## start Data for this exercise
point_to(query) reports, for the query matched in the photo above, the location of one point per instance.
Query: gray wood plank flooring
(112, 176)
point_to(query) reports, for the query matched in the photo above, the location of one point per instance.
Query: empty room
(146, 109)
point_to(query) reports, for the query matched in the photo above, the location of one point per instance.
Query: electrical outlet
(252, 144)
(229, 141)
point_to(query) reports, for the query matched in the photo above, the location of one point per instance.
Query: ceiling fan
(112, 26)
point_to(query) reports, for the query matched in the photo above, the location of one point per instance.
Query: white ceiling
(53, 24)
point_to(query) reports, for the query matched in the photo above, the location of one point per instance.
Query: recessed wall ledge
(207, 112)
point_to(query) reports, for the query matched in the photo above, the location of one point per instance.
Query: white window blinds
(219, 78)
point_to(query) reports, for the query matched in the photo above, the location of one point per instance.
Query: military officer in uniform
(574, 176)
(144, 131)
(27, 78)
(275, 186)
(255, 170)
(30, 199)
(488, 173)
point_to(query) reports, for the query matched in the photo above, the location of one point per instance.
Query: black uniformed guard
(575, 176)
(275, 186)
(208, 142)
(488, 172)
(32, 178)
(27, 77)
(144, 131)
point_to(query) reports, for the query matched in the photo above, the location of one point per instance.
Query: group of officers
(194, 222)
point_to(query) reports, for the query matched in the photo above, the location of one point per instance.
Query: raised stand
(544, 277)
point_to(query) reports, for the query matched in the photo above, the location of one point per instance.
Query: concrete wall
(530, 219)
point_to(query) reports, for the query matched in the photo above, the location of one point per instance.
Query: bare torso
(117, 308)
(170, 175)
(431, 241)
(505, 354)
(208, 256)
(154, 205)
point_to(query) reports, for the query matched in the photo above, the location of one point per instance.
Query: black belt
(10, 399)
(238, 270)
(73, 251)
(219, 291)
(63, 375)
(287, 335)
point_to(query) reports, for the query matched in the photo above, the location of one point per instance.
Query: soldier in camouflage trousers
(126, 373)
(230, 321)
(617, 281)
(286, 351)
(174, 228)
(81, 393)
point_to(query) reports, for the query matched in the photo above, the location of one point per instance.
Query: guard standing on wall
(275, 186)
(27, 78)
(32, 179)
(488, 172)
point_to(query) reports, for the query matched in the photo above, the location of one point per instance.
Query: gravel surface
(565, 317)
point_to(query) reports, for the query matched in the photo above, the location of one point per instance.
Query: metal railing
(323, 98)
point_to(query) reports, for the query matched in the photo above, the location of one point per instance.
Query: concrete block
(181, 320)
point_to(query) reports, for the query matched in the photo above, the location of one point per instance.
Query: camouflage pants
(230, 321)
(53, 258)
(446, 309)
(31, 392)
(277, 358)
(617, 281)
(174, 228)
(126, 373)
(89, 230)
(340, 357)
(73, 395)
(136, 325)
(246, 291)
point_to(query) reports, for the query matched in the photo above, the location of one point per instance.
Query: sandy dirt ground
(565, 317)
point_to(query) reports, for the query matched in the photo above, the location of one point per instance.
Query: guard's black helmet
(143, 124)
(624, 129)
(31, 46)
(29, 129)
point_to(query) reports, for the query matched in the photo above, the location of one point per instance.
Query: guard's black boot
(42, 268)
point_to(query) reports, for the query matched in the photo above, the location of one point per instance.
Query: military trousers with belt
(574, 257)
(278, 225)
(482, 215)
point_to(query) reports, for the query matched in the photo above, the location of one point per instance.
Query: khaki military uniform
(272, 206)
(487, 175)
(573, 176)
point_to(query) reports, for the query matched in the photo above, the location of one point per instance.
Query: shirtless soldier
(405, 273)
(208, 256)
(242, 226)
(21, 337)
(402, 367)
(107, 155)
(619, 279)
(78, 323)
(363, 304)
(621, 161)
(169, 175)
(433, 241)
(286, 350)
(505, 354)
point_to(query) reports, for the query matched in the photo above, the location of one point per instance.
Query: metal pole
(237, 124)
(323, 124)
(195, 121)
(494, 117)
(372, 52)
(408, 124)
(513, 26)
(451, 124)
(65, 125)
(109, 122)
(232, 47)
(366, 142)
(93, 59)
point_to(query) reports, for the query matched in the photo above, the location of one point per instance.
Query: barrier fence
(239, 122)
## end Data for this exercise
▸ **Exercise aim**
Copy all of the data exactly.

▸ **Exercise response**
point_to(query) reports, for the query matched in the photo above, the location of one point per instance.
Query: gray wood plank flooring
(112, 176)
point_to(query) reports, for the query matched in the photo above, the location of one point per instance.
Query: empty room
(146, 109)
point_to(query) reports, for the query matched in the photo above, the location of one point per instance.
Query: electrical outlet
(252, 144)
(229, 141)
point_to(query) reports, for the query matched in the photo above, the location of one point per instance.
Query: ceiling fan
(112, 26)
point_to(query) reports, for the query matched in the photo above, the location of one point per instance.
Query: white ceiling
(53, 24)
point_to(query) reports, for the query matched in the photo above, the location of one point per instance.
Query: recessed wall ledge
(207, 112)
point_to(query) reports, for the query matched in the photo above, the location of one point per instance.
Query: white window blinds
(219, 78)
point_to(query) reports, for the query matched in the photo above, the location of one point per instance.
Query: military officer in uniform
(574, 176)
(144, 131)
(27, 78)
(275, 186)
(255, 170)
(30, 199)
(488, 173)
point_to(query) reports, for the query matched in the photo above, the location of one point per instance.
Query: black uniformed guard
(575, 176)
(275, 186)
(208, 142)
(488, 172)
(32, 178)
(27, 77)
(144, 131)
point_to(query) reports, for the query matched in the photo above, the location of one point per instance.
Query: group of officers
(194, 222)
point_to(query) reports, for the query matched in the photo above, the location of one point per instance.
Query: raised stand
(544, 277)
point_to(query) reports, for the query matched in the photo above, the location of one point per instance.
Query: concrete wall
(530, 219)
point_to(query) reports, for the query matched in the photo above, the location of one point per instance.
Query: bare torso
(117, 308)
(170, 175)
(431, 241)
(505, 354)
(208, 256)
(154, 205)
point_to(query) reports, for the query matched in the photo above, the location of one point per instance.
Query: black belt
(10, 399)
(238, 270)
(73, 251)
(219, 291)
(63, 375)
(287, 335)
point_to(query) reports, for the query matched in the photo above, the location of one point per instance.
Query: soldier in camouflage trousers
(126, 373)
(230, 321)
(617, 281)
(286, 351)
(174, 228)
(81, 393)
point_to(query) reports, for the query matched in the photo above, the location of one point per instance.
Query: guard standing on wall
(275, 186)
(27, 78)
(32, 179)
(488, 172)
point_to(query) reports, for the query matched in the photo above, the location of one point per instance.
Query: gravel surface
(565, 317)
point_to(query) reports, for the query matched in the photo above, the location of one point per instance.
Query: metal railing
(323, 98)
point_to(query) reports, for the query matched in the photo above, the location of one point per instance.
Query: concrete block
(181, 320)
point_to(query) reports, for the query matched in the photo above, the location of one point per instance.
Query: camouflage pants
(230, 321)
(53, 258)
(446, 309)
(31, 392)
(277, 358)
(617, 281)
(174, 228)
(126, 373)
(89, 230)
(340, 357)
(73, 395)
(136, 325)
(246, 291)
point_to(query) reports, for the query matched in the photo above, the location of one point per instance.
Query: sandy dirt ground
(565, 317)
point_to(query) reports, for the query matched in the photo above, the location of one point per instance.
Query: guard's black helmet
(143, 124)
(624, 129)
(31, 46)
(29, 129)
point_to(query) reports, for the query matched in the photo above, the location of one point per instance.
Query: guard's black boot
(42, 268)
point_to(query) reports, for the query matched in the photo above, the location of one point per instance.
Query: military trousers with belt
(574, 257)
(278, 225)
(482, 215)
point_to(query) reports, for the query matched in the photo above, the location of one point per instance.
Query: khaki military uniform
(272, 206)
(487, 175)
(573, 176)
point_to(query) reports, for the query matched in the photo above, the location of one point per instance.
Query: shirtless soldier
(405, 273)
(208, 256)
(242, 226)
(21, 337)
(402, 367)
(107, 155)
(619, 279)
(78, 323)
(363, 304)
(621, 161)
(169, 175)
(433, 241)
(286, 350)
(505, 354)
point_to(query) reports, for the query matched in the photo above, the location of one point per instance.
Query: metal pole
(237, 124)
(323, 124)
(195, 121)
(494, 117)
(372, 52)
(408, 124)
(513, 26)
(451, 124)
(65, 125)
(109, 122)
(232, 47)
(366, 142)
(93, 59)
point_to(query) reports, for the query matched in the photo above, the location of one point per instance.
Query: barrier fence
(239, 122)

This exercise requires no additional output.